→ **Supplied information**
──────

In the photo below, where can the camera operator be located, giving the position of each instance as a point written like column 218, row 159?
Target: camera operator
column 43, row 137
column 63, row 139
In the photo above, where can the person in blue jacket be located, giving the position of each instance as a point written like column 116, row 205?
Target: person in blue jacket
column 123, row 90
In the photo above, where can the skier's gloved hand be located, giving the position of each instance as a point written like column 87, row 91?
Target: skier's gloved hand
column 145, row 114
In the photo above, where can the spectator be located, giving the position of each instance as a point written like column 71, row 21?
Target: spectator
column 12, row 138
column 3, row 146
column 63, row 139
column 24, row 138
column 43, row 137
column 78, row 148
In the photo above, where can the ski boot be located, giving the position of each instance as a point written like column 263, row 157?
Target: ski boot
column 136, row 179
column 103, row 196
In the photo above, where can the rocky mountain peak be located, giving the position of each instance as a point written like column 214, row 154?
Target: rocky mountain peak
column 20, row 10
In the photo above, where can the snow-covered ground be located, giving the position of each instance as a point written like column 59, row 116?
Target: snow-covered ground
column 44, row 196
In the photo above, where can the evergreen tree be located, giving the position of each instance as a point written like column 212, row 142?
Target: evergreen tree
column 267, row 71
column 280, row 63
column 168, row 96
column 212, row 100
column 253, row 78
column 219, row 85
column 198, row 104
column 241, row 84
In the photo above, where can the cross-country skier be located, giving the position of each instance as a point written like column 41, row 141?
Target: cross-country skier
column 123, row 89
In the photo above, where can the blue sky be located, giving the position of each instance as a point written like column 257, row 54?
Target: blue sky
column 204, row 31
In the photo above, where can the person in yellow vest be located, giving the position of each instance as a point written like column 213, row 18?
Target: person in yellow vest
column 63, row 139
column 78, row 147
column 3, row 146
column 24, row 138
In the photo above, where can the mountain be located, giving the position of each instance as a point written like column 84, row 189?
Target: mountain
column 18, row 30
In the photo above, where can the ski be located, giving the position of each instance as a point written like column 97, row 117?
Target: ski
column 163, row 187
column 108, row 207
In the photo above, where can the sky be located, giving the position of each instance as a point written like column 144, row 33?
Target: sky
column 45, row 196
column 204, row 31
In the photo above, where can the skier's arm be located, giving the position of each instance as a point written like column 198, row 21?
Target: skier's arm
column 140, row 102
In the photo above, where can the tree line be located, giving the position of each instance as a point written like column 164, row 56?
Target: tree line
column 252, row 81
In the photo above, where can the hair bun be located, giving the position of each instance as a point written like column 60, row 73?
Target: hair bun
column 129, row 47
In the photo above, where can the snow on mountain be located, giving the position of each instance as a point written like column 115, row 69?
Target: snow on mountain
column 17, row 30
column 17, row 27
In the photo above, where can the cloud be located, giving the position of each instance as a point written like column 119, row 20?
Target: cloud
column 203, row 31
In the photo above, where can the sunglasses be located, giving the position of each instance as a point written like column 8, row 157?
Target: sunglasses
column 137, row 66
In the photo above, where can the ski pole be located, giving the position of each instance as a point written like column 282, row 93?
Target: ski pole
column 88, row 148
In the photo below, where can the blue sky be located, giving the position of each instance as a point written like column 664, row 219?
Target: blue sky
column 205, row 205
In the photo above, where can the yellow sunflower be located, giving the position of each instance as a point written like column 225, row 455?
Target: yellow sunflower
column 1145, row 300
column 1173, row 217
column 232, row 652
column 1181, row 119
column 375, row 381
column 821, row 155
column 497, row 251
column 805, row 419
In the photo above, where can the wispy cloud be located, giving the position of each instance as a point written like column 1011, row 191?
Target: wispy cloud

──────

→ **What you will do**
Rewrite all of the lines above, replacing each "position" with "location" and changing nothing else.

→ **Response**
In the photo below, where can the camera operator be located, giving the location of each instance as a point written like column 218, row 159?
Target: camera operator
column 43, row 137
column 63, row 139
In the photo above, where can the person in blue jacket be located, giving the location of each instance as a point written like column 116, row 205?
Target: person in blue jacket
column 123, row 90
In the photo above, where can the skier's gloved hand be located, giving the location of each instance as a point written like column 87, row 91?
Target: skier's gloved hand
column 145, row 114
In the photo above, where can the spectator be located, giving the location of each instance as a point written like column 71, row 21?
Target: spectator
column 12, row 138
column 3, row 146
column 63, row 139
column 24, row 138
column 43, row 137
column 78, row 148
In the photo above, where can the ski boot be located, giving the location of each instance as a point written like column 263, row 157?
Target: ski boot
column 136, row 179
column 103, row 196
In the photo above, where can the rocky mountain peak be located, giving the location of each instance as a point written like column 214, row 154?
Target: rocky mountain peak
column 20, row 10
In the photo above, where can the snow-covered ground be located, giving the location of each instance as a point written like column 59, row 116?
Target: snow-covered ground
column 44, row 196
In the photo above, where can the evergreen tree be located, giving the location of each instance as a point written like column 212, row 142?
Target: evergreen tree
column 267, row 71
column 280, row 63
column 168, row 96
column 212, row 100
column 253, row 78
column 219, row 85
column 198, row 104
column 241, row 84
In the photo above, where can the cross-country skier be located, giving the location of each instance as a point written like column 41, row 141?
Target: cross-country skier
column 123, row 89
In the photo above, where can the blue sky be located, giving the location of each instance as a point written like column 257, row 54?
Target: blue sky
column 204, row 31
In the photo above, where can the person in yellow vest be located, giving the location of each instance as a point written like column 213, row 18?
Target: person in yellow vest
column 63, row 139
column 78, row 147
column 3, row 146
column 24, row 138
In the photo above, where can the mountain be located, giving the location of each instance as a point written like column 84, row 189?
Target: mountain
column 18, row 30
In the photo above, where can the ski be located, giving the location of each instance as a point written like column 97, row 117?
Target: ski
column 163, row 187
column 108, row 207
In the photo above, where can the sky be located, giving the location of each instance as a point written like column 144, row 33?
Target: sky
column 45, row 196
column 204, row 31
In the photo above, where can the skier's arm be located, giving the location of each instance as a point written like column 198, row 21?
Target: skier's arm
column 140, row 102
In the photo above, where can the tree line be located, giving the location of each instance as a point written like column 164, row 56?
Target: tree line
column 252, row 81
In the photo above, where can the hair bun be located, giving the location of each instance as a point written like column 60, row 73?
Target: hair bun
column 129, row 47
In the photo above, where can the snow on mountain be located, giving the location of each instance as a point written like column 115, row 69?
Target: snow on mountain
column 17, row 30
column 17, row 27
In the photo above, where can the cloud be located, giving the location of each instance as a point written like column 119, row 20?
Target: cloud
column 203, row 31
In the photo above, where can the sunglasses be located, giving the location of each instance as a point written like column 8, row 157?
Target: sunglasses
column 137, row 66
In the photo above, where can the ski pole be located, giving the location of each instance as a point written like column 282, row 93?
Target: ski pole
column 88, row 148
In the photo below, where can the blue sky be located, giving the location of each instance as a point written like column 664, row 219?
Target: blue sky
column 205, row 205
In the photo above, where can the yellow sunflower be located, giving the location of each instance as a point written like column 225, row 455?
Target: yellow sunflower
column 1145, row 300
column 1173, row 217
column 232, row 652
column 1181, row 119
column 375, row 381
column 821, row 155
column 497, row 251
column 805, row 419
In the photo above, where can the wispy cloud be located, giving the location of each instance as a point written like column 1011, row 191?
Target: wispy cloud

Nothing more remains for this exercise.